_DATASET EXCERPTS_:
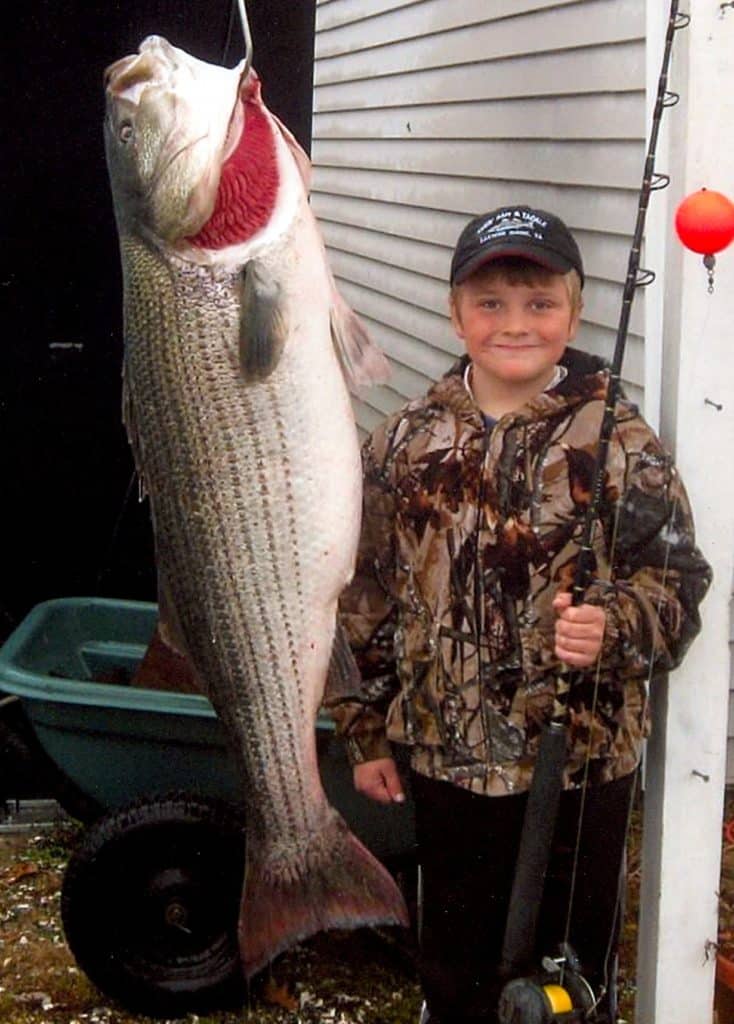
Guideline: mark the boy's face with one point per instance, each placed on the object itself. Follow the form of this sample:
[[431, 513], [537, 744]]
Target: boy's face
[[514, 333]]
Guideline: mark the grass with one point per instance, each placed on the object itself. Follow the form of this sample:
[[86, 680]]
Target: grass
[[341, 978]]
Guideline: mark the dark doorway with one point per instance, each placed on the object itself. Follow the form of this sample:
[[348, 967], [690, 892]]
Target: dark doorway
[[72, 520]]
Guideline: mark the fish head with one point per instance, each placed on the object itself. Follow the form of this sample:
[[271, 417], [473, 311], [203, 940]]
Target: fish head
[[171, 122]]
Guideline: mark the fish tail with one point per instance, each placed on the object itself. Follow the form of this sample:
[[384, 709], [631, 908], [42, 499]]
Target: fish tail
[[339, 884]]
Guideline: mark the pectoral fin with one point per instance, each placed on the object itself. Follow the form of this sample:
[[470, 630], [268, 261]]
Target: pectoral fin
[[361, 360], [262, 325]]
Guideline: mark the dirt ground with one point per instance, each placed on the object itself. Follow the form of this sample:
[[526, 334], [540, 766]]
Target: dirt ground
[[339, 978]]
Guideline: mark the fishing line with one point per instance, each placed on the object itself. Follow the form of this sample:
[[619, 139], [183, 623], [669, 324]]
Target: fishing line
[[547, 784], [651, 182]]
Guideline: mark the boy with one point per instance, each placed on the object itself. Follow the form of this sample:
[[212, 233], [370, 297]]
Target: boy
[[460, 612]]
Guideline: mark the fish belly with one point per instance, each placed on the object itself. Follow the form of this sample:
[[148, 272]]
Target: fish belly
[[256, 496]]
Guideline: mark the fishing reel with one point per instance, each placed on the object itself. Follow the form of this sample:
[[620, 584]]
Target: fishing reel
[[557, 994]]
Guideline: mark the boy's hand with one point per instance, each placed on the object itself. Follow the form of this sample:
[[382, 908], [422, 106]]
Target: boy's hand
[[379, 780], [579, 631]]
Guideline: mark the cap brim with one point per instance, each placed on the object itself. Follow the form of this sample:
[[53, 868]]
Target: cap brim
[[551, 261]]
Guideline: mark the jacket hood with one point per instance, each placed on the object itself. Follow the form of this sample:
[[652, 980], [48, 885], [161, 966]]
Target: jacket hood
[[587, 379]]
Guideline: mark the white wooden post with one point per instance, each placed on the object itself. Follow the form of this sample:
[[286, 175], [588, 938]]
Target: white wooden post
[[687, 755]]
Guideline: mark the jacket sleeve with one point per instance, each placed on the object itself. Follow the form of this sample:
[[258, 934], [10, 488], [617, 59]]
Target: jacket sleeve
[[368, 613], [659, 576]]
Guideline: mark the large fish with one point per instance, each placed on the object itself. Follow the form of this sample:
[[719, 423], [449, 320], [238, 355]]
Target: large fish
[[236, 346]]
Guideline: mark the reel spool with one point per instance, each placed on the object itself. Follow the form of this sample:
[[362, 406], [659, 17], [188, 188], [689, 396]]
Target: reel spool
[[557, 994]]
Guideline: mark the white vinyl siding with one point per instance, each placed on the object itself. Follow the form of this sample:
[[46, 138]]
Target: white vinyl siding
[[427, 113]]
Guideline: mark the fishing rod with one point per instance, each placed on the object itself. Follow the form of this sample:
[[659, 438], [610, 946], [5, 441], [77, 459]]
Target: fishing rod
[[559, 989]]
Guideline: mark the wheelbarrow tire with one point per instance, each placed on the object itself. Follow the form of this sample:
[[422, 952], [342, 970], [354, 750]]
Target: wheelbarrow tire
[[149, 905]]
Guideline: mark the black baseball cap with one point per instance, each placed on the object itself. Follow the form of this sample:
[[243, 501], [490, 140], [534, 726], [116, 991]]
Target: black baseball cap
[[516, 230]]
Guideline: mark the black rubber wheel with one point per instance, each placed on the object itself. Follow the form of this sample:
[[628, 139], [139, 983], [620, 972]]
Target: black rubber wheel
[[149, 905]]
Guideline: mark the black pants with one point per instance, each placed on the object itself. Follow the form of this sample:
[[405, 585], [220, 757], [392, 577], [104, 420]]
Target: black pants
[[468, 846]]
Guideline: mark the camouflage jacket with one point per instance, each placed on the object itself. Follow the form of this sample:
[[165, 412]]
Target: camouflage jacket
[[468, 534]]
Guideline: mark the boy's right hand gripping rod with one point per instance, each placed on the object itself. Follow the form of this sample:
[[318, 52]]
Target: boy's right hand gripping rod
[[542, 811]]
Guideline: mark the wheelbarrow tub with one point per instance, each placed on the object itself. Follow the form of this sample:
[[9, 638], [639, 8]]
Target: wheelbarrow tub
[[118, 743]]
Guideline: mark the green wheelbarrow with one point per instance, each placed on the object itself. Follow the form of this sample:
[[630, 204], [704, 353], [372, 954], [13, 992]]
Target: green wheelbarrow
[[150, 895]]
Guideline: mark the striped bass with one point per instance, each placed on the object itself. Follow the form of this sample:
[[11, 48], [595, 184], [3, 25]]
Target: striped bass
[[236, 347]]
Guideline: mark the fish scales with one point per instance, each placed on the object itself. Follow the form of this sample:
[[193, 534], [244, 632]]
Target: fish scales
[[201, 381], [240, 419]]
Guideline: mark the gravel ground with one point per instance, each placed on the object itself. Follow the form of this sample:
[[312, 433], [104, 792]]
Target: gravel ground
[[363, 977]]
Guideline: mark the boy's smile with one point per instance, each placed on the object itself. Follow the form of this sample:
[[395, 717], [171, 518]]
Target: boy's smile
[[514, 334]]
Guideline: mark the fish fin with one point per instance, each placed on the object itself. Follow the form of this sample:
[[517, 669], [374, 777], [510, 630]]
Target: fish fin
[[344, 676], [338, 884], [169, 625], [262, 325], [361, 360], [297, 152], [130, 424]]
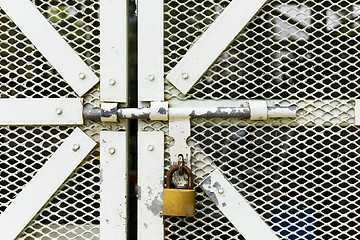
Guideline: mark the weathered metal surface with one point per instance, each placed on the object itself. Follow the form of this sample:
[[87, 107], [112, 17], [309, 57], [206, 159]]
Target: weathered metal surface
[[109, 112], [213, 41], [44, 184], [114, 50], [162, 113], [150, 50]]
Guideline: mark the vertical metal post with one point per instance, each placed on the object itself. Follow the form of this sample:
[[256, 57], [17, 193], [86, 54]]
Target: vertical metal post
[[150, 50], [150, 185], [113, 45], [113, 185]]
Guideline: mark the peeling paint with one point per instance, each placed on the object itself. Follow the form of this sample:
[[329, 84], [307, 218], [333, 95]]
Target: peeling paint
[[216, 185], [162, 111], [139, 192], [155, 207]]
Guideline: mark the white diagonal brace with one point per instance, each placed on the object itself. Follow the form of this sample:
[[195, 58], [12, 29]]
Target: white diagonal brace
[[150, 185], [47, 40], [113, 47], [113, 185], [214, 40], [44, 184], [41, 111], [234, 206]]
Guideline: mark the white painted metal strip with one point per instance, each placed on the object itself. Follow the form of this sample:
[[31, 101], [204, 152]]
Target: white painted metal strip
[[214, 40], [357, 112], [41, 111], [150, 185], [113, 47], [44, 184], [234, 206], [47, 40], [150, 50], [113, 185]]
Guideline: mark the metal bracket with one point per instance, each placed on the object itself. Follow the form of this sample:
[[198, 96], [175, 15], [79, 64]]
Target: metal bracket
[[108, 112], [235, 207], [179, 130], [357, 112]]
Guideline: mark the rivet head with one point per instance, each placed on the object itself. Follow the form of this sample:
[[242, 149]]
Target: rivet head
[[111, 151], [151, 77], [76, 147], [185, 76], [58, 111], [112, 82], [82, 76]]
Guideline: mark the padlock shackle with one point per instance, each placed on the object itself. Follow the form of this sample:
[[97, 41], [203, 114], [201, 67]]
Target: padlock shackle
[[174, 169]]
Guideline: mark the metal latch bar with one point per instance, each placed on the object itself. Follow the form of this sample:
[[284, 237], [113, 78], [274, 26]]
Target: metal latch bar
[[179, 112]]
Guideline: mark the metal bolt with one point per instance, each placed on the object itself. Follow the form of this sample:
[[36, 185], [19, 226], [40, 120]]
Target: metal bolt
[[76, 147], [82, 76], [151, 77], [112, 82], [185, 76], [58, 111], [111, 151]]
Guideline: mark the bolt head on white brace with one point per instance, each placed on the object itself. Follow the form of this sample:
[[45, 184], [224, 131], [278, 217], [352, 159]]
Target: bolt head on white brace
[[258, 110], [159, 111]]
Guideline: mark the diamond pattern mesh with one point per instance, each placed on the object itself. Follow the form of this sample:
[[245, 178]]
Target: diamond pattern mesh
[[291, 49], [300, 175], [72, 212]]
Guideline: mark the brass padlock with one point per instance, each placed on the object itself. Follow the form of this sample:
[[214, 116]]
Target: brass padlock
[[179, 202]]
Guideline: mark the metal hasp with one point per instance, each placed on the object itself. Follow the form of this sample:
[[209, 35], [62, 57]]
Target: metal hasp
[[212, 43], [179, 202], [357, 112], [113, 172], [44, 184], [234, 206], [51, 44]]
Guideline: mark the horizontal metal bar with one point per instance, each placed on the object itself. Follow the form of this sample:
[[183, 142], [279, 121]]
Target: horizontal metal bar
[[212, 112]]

_PROBLEM TO WORK ON_: Reproduce the stretch from the line containing "Guideline: mark the fish head" through the line containing "[[339, 978]]", switching "fish tail" to "caudal fin" and leaving everything else unchanged.

_SOLUTION TO THE EXERCISE_:
Guideline: mark the fish head with one point per instance, each placed on the object itself. Follow the form of this sample:
[[271, 417], [473, 311], [203, 940]]
Target: fish head
[[171, 122]]
Guideline: mark the caudal fin with one point per instance, each placed on the object itself. Follow the form of this sample:
[[384, 709], [631, 908], [42, 499]]
Target: caudal fin
[[339, 884]]
Guideline: mark the pectoral fin with one point per instance, each placed on the object itself. Follow the form of this sample:
[[470, 630], [268, 261]]
Target: pectoral fin
[[361, 360], [262, 325]]
Guideline: mark the dirt ground with one point per instance, each placed on the object itself. Follow the form of this sample:
[[526, 334], [540, 766]]
Target: dirt ground
[[339, 978]]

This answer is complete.